## Written task
Reproduce verbatim every line among the entries below, from the line containing "target: green algae" down to the line containing "16 280 L 64", with both of those lines included.

## Available records
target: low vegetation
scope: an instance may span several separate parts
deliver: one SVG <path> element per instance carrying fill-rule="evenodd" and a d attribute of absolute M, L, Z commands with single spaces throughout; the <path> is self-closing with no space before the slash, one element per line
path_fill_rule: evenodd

...

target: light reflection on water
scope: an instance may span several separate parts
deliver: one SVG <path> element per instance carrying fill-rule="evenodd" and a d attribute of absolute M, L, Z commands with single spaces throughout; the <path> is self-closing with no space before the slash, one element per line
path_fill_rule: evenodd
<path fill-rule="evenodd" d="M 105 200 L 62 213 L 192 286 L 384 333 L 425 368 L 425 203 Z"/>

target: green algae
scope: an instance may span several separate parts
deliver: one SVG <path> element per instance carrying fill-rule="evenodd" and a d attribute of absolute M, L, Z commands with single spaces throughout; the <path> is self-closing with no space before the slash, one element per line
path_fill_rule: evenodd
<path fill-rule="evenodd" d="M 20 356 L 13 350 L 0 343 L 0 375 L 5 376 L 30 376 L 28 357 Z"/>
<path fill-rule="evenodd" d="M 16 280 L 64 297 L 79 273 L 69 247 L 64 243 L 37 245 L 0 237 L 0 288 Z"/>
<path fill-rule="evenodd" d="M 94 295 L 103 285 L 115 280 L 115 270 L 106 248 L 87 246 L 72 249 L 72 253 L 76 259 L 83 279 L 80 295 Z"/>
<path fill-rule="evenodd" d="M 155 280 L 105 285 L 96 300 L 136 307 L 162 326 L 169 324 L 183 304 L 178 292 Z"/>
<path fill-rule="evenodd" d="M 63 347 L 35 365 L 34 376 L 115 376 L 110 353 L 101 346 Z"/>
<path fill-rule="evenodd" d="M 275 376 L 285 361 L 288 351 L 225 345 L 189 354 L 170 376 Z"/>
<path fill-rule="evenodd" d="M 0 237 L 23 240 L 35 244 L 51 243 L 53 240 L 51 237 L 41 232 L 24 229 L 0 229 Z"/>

...

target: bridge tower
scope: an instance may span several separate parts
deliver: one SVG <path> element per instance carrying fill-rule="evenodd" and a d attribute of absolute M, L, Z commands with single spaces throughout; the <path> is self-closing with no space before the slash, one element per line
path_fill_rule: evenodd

## Expected output
target: green algae
scope: an instance may span several separate parts
deliver: one SVG <path> element per instance carrying fill-rule="evenodd" and a d attribute of absolute M, L, Z commands with single spaces throughout; the <path> is self-closing with no space before the slash, one element per line
path_fill_rule: evenodd
<path fill-rule="evenodd" d="M 20 356 L 13 350 L 0 343 L 0 375 L 5 376 L 30 376 L 28 357 Z"/>
<path fill-rule="evenodd" d="M 16 280 L 64 297 L 79 273 L 69 247 L 64 243 L 37 245 L 0 237 L 0 288 Z"/>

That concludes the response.